#### [STATED EXERCISE]
Render every row below as a numbered list, leaving out blank lines and the pictures.

#### [PROVIDED MATERIAL]
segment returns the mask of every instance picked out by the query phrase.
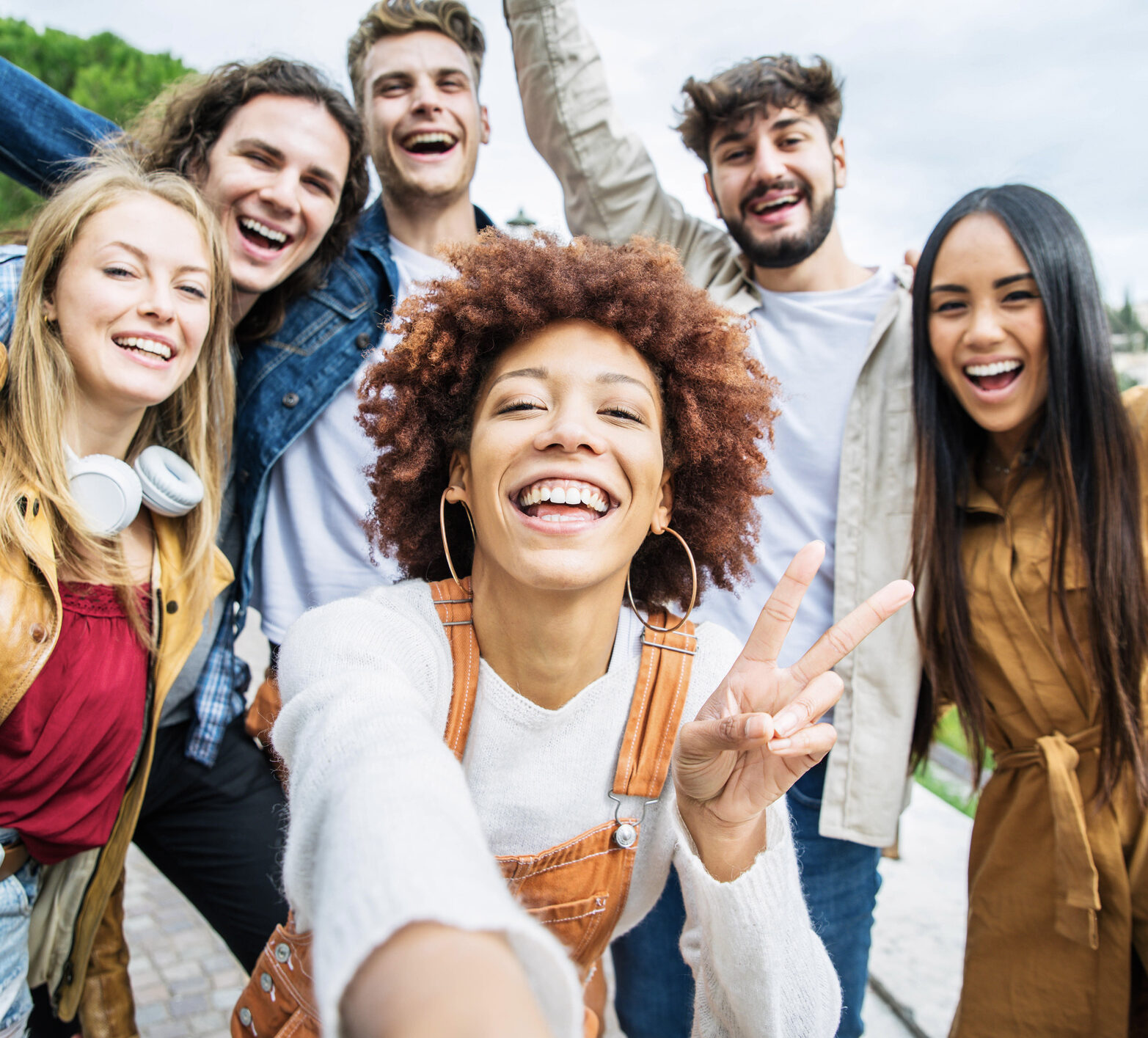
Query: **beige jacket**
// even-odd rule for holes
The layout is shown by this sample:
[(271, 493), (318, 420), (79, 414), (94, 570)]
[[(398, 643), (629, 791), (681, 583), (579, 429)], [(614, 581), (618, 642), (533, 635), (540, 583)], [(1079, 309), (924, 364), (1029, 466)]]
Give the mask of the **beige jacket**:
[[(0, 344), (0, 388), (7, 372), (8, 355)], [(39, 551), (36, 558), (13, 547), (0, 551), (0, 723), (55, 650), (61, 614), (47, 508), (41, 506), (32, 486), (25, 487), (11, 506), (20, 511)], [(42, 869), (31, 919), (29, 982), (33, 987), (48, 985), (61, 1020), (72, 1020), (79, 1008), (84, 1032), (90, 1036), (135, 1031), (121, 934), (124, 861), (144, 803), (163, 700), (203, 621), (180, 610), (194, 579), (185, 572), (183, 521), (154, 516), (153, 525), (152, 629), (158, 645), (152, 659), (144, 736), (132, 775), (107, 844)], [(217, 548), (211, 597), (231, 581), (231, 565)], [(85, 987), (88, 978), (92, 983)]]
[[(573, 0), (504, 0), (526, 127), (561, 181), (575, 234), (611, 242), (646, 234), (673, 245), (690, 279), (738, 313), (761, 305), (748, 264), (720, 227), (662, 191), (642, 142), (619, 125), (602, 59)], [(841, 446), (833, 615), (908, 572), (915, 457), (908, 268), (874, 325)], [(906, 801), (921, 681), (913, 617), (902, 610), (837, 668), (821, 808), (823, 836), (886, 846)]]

#### [EXERCISE RESPONSE]
1. segment returns the mask of every instance picked out by the query phrase.
2. Query: **beige jacket**
3. // even-odd rule for holes
4. The layout is shown by this sample:
5. [(271, 493), (318, 420), (79, 414), (94, 570)]
6. [[(398, 643), (629, 791), (681, 583), (579, 429)], [(614, 581), (618, 642), (533, 635), (540, 583)], [(1079, 309), (924, 364), (1029, 466)]]
7. Give the mask of the **beige jacket**:
8. [[(0, 344), (0, 388), (7, 372), (8, 355)], [(39, 551), (36, 558), (13, 547), (0, 551), (0, 723), (55, 650), (61, 614), (47, 508), (41, 506), (32, 486), (25, 487), (11, 506), (20, 511)], [(42, 869), (31, 919), (29, 982), (33, 987), (48, 985), (61, 1020), (72, 1020), (79, 1008), (84, 1032), (90, 1036), (135, 1031), (121, 934), (124, 861), (144, 803), (163, 700), (203, 621), (180, 610), (194, 579), (185, 572), (183, 521), (154, 516), (153, 525), (152, 629), (158, 645), (152, 659), (144, 736), (132, 775), (107, 844)], [(217, 548), (211, 597), (231, 581), (231, 565)], [(85, 987), (88, 978), (92, 983)]]
9. [[(573, 0), (504, 0), (526, 127), (561, 181), (575, 234), (611, 242), (646, 234), (673, 245), (690, 279), (738, 313), (761, 305), (748, 264), (720, 227), (662, 191), (642, 142), (619, 125), (602, 59)], [(841, 446), (833, 615), (908, 572), (915, 457), (908, 268), (874, 325)], [(906, 801), (921, 681), (913, 617), (902, 610), (837, 668), (821, 808), (823, 836), (886, 846)]]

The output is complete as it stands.